— TASK ITEM —
What you return must match the entries exactly, except that the pictures are gone.

— DATA EXTRACTS —
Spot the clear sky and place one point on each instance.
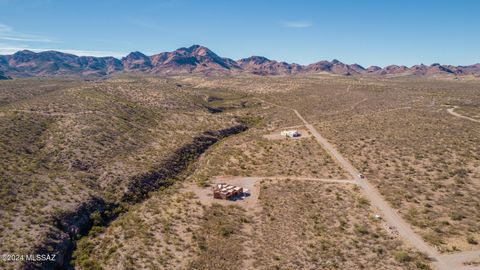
(368, 32)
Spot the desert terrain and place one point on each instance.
(117, 173)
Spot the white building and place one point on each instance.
(290, 133)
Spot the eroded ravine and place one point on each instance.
(78, 223)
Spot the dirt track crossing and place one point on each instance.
(390, 215)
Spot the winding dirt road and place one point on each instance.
(451, 111)
(390, 215)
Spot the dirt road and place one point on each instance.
(390, 215)
(451, 111)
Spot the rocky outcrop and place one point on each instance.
(68, 227)
(196, 59)
(165, 172)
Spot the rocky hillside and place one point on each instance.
(195, 59)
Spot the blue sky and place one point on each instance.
(368, 32)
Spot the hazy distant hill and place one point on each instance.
(195, 59)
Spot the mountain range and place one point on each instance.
(195, 59)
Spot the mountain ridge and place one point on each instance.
(196, 59)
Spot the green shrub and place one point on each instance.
(402, 256)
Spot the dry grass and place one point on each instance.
(313, 225)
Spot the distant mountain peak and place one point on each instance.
(195, 59)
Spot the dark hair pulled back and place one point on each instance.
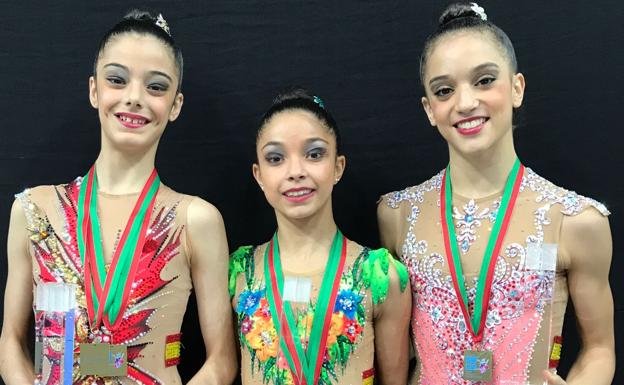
(299, 98)
(467, 16)
(144, 22)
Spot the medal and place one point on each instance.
(103, 360)
(306, 365)
(477, 364)
(107, 293)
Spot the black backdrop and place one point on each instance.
(361, 57)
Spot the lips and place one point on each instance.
(131, 120)
(470, 126)
(297, 195)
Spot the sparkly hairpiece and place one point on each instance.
(162, 23)
(479, 11)
(319, 101)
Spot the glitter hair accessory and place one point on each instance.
(319, 101)
(162, 23)
(479, 11)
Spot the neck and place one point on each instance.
(123, 173)
(306, 239)
(480, 175)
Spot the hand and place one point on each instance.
(553, 378)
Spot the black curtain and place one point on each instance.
(361, 57)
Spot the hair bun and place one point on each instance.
(460, 11)
(139, 15)
(147, 16)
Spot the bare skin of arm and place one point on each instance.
(586, 242)
(209, 266)
(392, 342)
(390, 231)
(16, 367)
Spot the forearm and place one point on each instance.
(594, 366)
(15, 365)
(219, 371)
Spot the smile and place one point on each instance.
(299, 194)
(131, 120)
(470, 126)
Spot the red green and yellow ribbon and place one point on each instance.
(484, 285)
(305, 365)
(107, 294)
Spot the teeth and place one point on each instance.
(124, 118)
(470, 124)
(298, 193)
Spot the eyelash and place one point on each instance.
(482, 82)
(117, 81)
(158, 87)
(316, 153)
(273, 158)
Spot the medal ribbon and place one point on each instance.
(107, 294)
(305, 365)
(484, 285)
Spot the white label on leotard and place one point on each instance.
(541, 256)
(297, 289)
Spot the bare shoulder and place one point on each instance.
(586, 239)
(202, 215)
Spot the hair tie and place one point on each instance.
(319, 101)
(162, 23)
(479, 11)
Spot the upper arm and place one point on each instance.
(586, 242)
(389, 222)
(209, 270)
(18, 294)
(392, 341)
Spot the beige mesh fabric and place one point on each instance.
(360, 360)
(43, 207)
(537, 217)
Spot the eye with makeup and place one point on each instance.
(442, 92)
(115, 80)
(273, 157)
(157, 84)
(485, 81)
(158, 88)
(316, 153)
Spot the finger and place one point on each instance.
(553, 379)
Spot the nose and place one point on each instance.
(296, 169)
(467, 99)
(134, 94)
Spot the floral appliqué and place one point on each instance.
(257, 331)
(468, 221)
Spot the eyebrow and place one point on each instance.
(307, 142)
(478, 68)
(123, 67)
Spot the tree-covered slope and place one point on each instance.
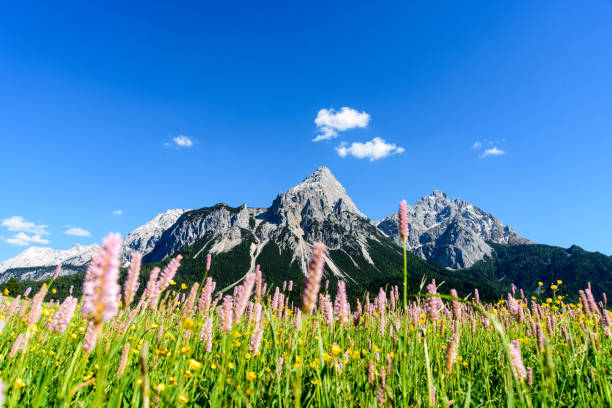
(526, 265)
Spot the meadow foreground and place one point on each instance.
(260, 346)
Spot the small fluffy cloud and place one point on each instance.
(330, 122)
(182, 141)
(17, 224)
(23, 239)
(375, 149)
(494, 151)
(77, 232)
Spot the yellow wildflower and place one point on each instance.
(336, 349)
(195, 364)
(188, 324)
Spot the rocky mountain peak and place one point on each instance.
(321, 185)
(145, 237)
(452, 233)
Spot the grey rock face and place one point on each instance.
(145, 237)
(450, 233)
(318, 209)
(221, 222)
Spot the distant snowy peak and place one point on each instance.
(145, 237)
(43, 256)
(452, 233)
(142, 239)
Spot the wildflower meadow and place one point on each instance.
(259, 346)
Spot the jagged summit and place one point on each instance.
(145, 237)
(452, 233)
(323, 185)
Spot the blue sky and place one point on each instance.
(94, 98)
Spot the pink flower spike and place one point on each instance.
(403, 220)
(58, 268)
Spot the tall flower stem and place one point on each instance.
(405, 277)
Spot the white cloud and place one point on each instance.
(23, 239)
(182, 141)
(330, 122)
(375, 149)
(494, 151)
(17, 223)
(78, 232)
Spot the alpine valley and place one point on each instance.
(450, 240)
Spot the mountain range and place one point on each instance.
(448, 239)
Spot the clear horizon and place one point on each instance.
(112, 115)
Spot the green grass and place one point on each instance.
(322, 365)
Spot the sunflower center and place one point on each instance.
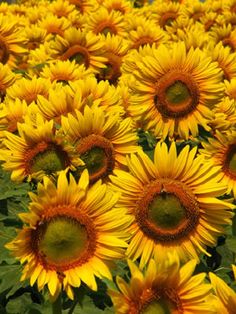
(177, 94)
(48, 161)
(77, 53)
(63, 240)
(157, 306)
(4, 52)
(97, 153)
(167, 210)
(112, 70)
(47, 157)
(105, 28)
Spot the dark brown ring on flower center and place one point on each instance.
(4, 51)
(91, 142)
(72, 215)
(140, 42)
(229, 163)
(165, 188)
(105, 28)
(167, 18)
(165, 106)
(78, 53)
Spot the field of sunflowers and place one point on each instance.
(118, 157)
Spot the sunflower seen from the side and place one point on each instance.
(101, 139)
(70, 235)
(36, 151)
(221, 150)
(173, 203)
(174, 90)
(163, 288)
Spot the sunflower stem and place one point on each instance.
(57, 306)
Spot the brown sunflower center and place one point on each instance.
(105, 28)
(97, 152)
(167, 19)
(64, 239)
(4, 51)
(167, 210)
(47, 157)
(78, 53)
(177, 94)
(229, 166)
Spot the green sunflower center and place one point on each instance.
(166, 211)
(158, 307)
(63, 240)
(49, 161)
(94, 159)
(177, 93)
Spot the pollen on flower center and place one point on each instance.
(97, 153)
(77, 53)
(177, 94)
(167, 210)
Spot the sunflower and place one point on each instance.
(226, 296)
(85, 6)
(173, 202)
(225, 34)
(146, 33)
(115, 48)
(221, 150)
(54, 25)
(82, 46)
(12, 41)
(163, 288)
(224, 57)
(38, 150)
(7, 79)
(65, 72)
(103, 22)
(29, 89)
(102, 140)
(165, 13)
(61, 8)
(70, 235)
(122, 6)
(174, 90)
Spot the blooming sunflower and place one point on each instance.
(221, 150)
(65, 71)
(12, 41)
(82, 46)
(115, 48)
(227, 296)
(103, 22)
(173, 202)
(224, 57)
(102, 140)
(29, 89)
(70, 234)
(174, 90)
(37, 151)
(163, 288)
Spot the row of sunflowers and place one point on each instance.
(118, 157)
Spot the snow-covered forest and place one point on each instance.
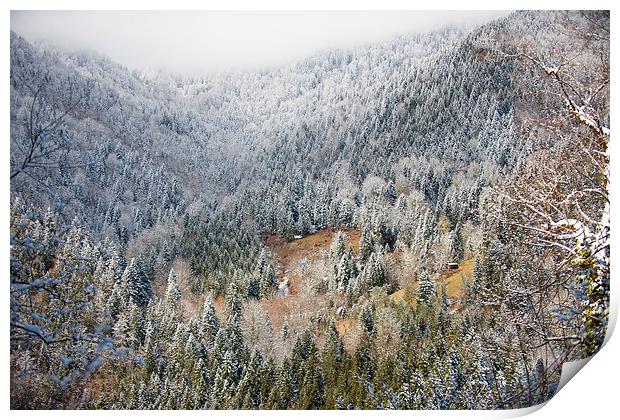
(422, 223)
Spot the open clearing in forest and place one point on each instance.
(291, 259)
(453, 279)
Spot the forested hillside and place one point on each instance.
(287, 238)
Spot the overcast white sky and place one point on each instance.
(206, 42)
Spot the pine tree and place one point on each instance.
(366, 245)
(426, 289)
(173, 293)
(209, 323)
(138, 284)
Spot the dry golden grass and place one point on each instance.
(453, 279)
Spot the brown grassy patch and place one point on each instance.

— RESULT FOR THIS TASK —
Spot the clear sky and place one point on each instance.
(368, 32)
Spot the desert terrain and place one point on each instance.
(117, 173)
Spot the white building and place one point on each instance.
(290, 133)
Spot the eroded ravine and place one point on each instance.
(78, 223)
Spot the dirt track crossing and place one point on each instance.
(390, 215)
Spot the winding dirt road and place one point on each instance.
(451, 111)
(390, 215)
Spot the dirt road and place one point on each instance.
(390, 215)
(451, 111)
Spot the rocky outcrop and place one point on each instance.
(68, 227)
(196, 59)
(165, 172)
Spot the rocky hillside and place one point on each instance.
(195, 59)
Spot the blue sky and place one point on each instance.
(368, 32)
Spot the hazy distant hill and place one point on each instance.
(195, 59)
Spot the mountain range and place one point on each instance.
(195, 59)
Spot the mountain ridge and place one point on each instance.
(196, 59)
Spot the green shrub and place one point on each instance.
(402, 256)
Spot the dry grass and place one point on each instance.
(313, 225)
Spot the distant mountain peak and place one point on each instance.
(195, 59)
Spot the dark hair pulled back and place one point on each instance.
(299, 98)
(467, 16)
(144, 22)
Spot the medal and place one point on each instance.
(103, 360)
(306, 365)
(477, 364)
(107, 293)
Spot the black backdrop and place one point on each instance.
(361, 57)
Spot the lips and place one point on each instance.
(131, 120)
(470, 126)
(297, 195)
Spot the sparkly hairpiece and place one point on each instance.
(162, 23)
(479, 11)
(319, 101)
Spot the glitter hair accessory and place one point on each instance.
(319, 101)
(162, 23)
(479, 11)
Spot the neck and place one point on each instance.
(123, 173)
(306, 239)
(480, 175)
Spot the hand and place one point on each instance.
(553, 378)
Spot the black curtain and place one point on each instance.
(361, 57)
Spot the hair bun and place one point on each instance.
(460, 11)
(139, 15)
(147, 16)
Spot the bare skin of arm and place one point on each instance.
(586, 242)
(209, 266)
(392, 342)
(390, 231)
(16, 367)
Spot the forearm and place one point on each instance.
(594, 366)
(15, 365)
(219, 371)
Spot the smile and place one point on each instance.
(299, 194)
(131, 120)
(470, 126)
Spot the red green and yellow ribbon and place one point on each instance.
(484, 285)
(305, 365)
(107, 294)
Spot the teeth and place one point on each instance.
(124, 118)
(470, 124)
(298, 193)
Spot the eyelash and place one point on each instance.
(482, 82)
(117, 81)
(158, 87)
(316, 153)
(273, 158)
Spot the medal ribbon and place one point on each instance.
(107, 294)
(305, 365)
(484, 285)
Spot the white label on leotard and place one point on each instance.
(541, 256)
(297, 289)
Spot the bare shoulder and place one point on each instance.
(586, 239)
(202, 215)
Spot the hair tie and place one point on each instance.
(319, 101)
(162, 23)
(479, 11)
Spot the upper arm and place one point on each instance.
(586, 242)
(389, 222)
(209, 270)
(18, 294)
(392, 341)
Spot the beige mesh fabric and place one point on each instance.
(360, 360)
(43, 207)
(537, 217)
Spot the eye with makeup and place one point on each instance.
(442, 92)
(115, 80)
(273, 157)
(157, 84)
(485, 81)
(158, 88)
(316, 153)
Spot the finger and place one point on each instance.
(553, 379)
Spot the nose and place one point on each instance.
(296, 169)
(467, 99)
(134, 94)
Spot the floral appliqué and place one point on each instance.
(257, 331)
(468, 221)
Spot the eyebrow and place one point on each instance.
(307, 142)
(478, 68)
(123, 67)
Spot the tree-covered slope and place one point on each instance.
(526, 265)
Spot the meadow foreground and place one point on each instance.
(260, 346)
Spot the small fluffy cloud and place one point on each instance.
(330, 122)
(182, 141)
(17, 224)
(23, 239)
(375, 149)
(494, 151)
(77, 232)
Spot the yellow wildflower and place one point on each instance.
(336, 349)
(195, 364)
(188, 324)
Spot the rocky mountain peak and place one point on each instance.
(321, 185)
(145, 237)
(452, 233)
Spot the grey rock face and place one point on each instance.
(145, 237)
(450, 233)
(318, 209)
(221, 222)
Spot the distant snowy peak and place one point on each instance.
(145, 237)
(43, 256)
(452, 233)
(142, 239)
Spot the wildflower meadow and place one point on each instance.
(259, 346)
Spot the jagged summit and place one point on each instance.
(145, 237)
(452, 233)
(323, 185)
Spot the blue sky and place one point on each instance.
(94, 98)
Spot the pink flower spike and place one point on each instance.
(403, 220)
(58, 268)
Spot the tall flower stem and place one point on each instance.
(405, 277)
Spot the white cloud and place one point on each instance.
(23, 239)
(182, 141)
(330, 122)
(375, 149)
(494, 151)
(17, 223)
(78, 232)
Spot the alpine valley and place one point on each instance.
(450, 240)
Spot the mountain range and place one point on each instance.
(448, 239)
Spot the clear horizon and place one point on each instance.
(112, 115)
Spot the green grass and place one point on each instance.
(322, 365)
Spot the sunflower center and place one point on each instance.
(177, 94)
(48, 161)
(77, 53)
(63, 240)
(157, 306)
(4, 52)
(97, 153)
(167, 210)
(112, 70)
(47, 157)
(105, 28)
Spot the dark brown ring on flower center and place one point on each instance.
(4, 51)
(91, 142)
(72, 215)
(140, 42)
(229, 163)
(165, 188)
(105, 28)
(167, 18)
(165, 106)
(78, 53)
Spot the field of sunflowers and place one point on each instance.
(118, 157)
Spot the sunflower seen from the side and place one point on each instance.
(101, 139)
(70, 235)
(36, 151)
(221, 150)
(173, 203)
(174, 90)
(163, 288)
Spot the sunflower stem and place one point on each instance.
(57, 306)
Spot the brown sunflower center and place one point on each instance.
(105, 28)
(97, 152)
(167, 19)
(64, 239)
(4, 51)
(167, 210)
(47, 157)
(78, 53)
(177, 94)
(229, 166)
Spot the green sunflower center and place one point on each instance.
(166, 211)
(158, 307)
(63, 240)
(49, 161)
(94, 159)
(177, 93)
Spot the pollen on flower center and place one point on each instance.
(97, 153)
(77, 53)
(177, 94)
(167, 210)
Spot the sunflower and place one point on each instance.
(226, 296)
(85, 6)
(173, 202)
(225, 34)
(146, 33)
(115, 48)
(221, 150)
(54, 25)
(82, 46)
(12, 41)
(163, 288)
(224, 57)
(38, 150)
(7, 79)
(65, 72)
(103, 22)
(29, 89)
(102, 140)
(165, 13)
(61, 8)
(70, 235)
(122, 6)
(174, 90)
Spot the blooming sunflower and place one point on each instance.
(221, 150)
(65, 71)
(12, 41)
(82, 46)
(115, 48)
(227, 296)
(103, 22)
(173, 202)
(224, 57)
(102, 140)
(29, 89)
(70, 234)
(174, 90)
(37, 151)
(163, 288)
Spot the row of sunflowers and place one point on each instance.
(118, 157)
Spot the snow-covered forest and place one point on each instance.
(422, 223)
Spot the open clearing in forest and place one point on each instance.
(291, 259)
(453, 279)
Spot the forested hillside and place one point on each instance.
(287, 238)
Spot the overcast white sky and place one point on each instance.
(206, 42)
Spot the pine tree and place one point on each instance.
(366, 245)
(426, 289)
(173, 293)
(209, 323)
(138, 284)
Spot the dry golden grass and place one point on each instance.
(453, 279)
Spot the brown grassy patch and place one point on each instance.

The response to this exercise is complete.